- Brano di testo -
____________________

Morti e sospetti

Il caso di Jamal Khashoggi e quello di Mohamed Morsi fanno discutere e sottolineano ancora una volta le violazioni di diritti in Arabia Saudita ed Egitto

Sono due morti che fanno discutere e che gettano ombre sul potere in Egitto da una parte e in Arabia Saudita dall’altra. La morte recente dell’ex presidente egiziano Mohamed Morsi ha rischiato e rischia tuttora di provocare un gravissimo problema al governo di Al Sisi, arrivato al potere con un colpo di stato nel 2013.

Il regime ha infatti organizzato in brevissimo tempo il funerale in forma privata: il primo presidente democraticamente eletto nel Paese è stato sepolto nell’Est del Cairo, dopo che il regime aveva impedito alla famiglia di svolgere la sepoltura nella regione del Delta del Nilo, dove Morsi era nato, vietando ai media di partecipare. Al rito, infatti, non era presente nessun giornalista. Oltre a questo nella stampa egiziana, a differenza di quella internazionale, la notizia della morte di Morsi è passata molto sottotraccia.

Mohamed Morsi aveva 67 anni, era diventato presidente dopo la rivoluzione delle cosiddette “primavere arabe”. Era un esponente del movimento politico religioso islamista dei Fratelli Musulmani. Deposto da un golpe militare nel 2013, Morsi viene arrestato e accusato di numerosi crimini, dalla cospirazione allo spionaggio. Negli anni di detenzione i suoi avvocati avevano più volte denunciato le condizioni dell’ex presidente e le violazioni dei suoi diritti: solo tre visite dai familiari in sei anni e la negazione delle cure mediche per le patologie di cui soffriva. Per questo, secondo varie organizzazioni internazionali per la difesa dei diritti umani, le cause della morte potrebbero essere legate alle pessime condizioni carcerarie e anche le Nazioni Unite hanno chiesto l’apertura di un’indagine indipendente. Durante alcune cerimonie religiose islamiche di commemorazione ad Al-Idwah, il paese natale di Mohamed Morsi, si è verificato un imprecisato numero di fermi. Il regime di Sisi ha represso molto duramente i Fratelli Musulmani, dichiarandoli fuori legge e cercando di rimuoverli dalla politica del paese.

____________________

- Materiale fornito -
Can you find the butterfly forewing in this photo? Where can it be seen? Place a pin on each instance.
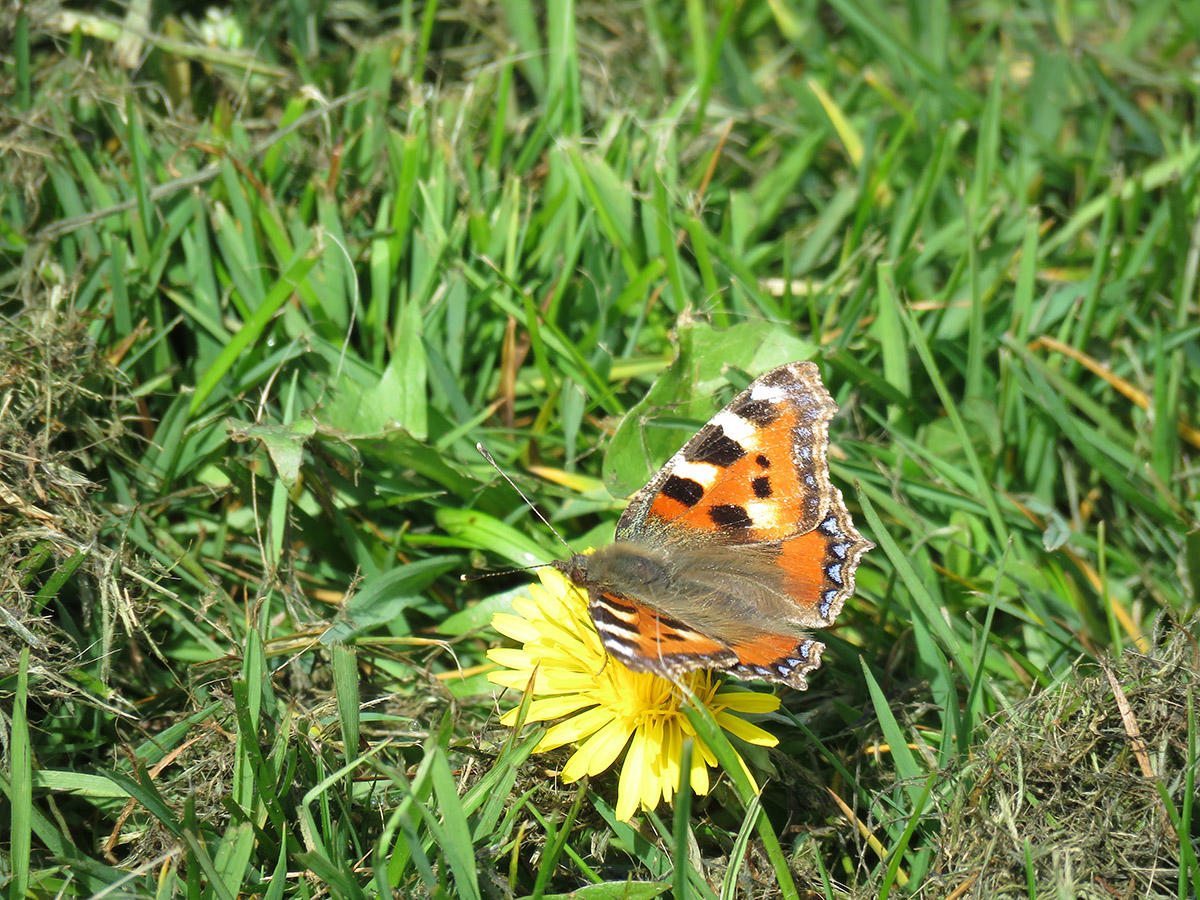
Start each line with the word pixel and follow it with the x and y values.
pixel 737 546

____________________

- Consegna -
Riscrivi il passo del testo sulle morti di Khashoggi e Morsi da "Il regime ha infatti" fino a "passata molto sottotraccia." incluso, mettendo "reporter" al posto di "giornalista".

- Soluzione -
Il regime ha infatti organizzato in brevissimo tempo il funerale in forma privata: il primo presidente democraticamente eletto nel Paese è stato sepolto nell’Est del Cairo, dopo che il regime aveva impedito alla famiglia di svolgere la sepoltura nella regione del Delta del Nilo, dove Morsi era nato, vietando ai media di partecipare. Al rito, infatti, non era presente nessun reporter. Oltre a questo nella stampa egiziana, a differenza di quella internazionale, la notizia della morte di Morsi è passata molto sottotraccia.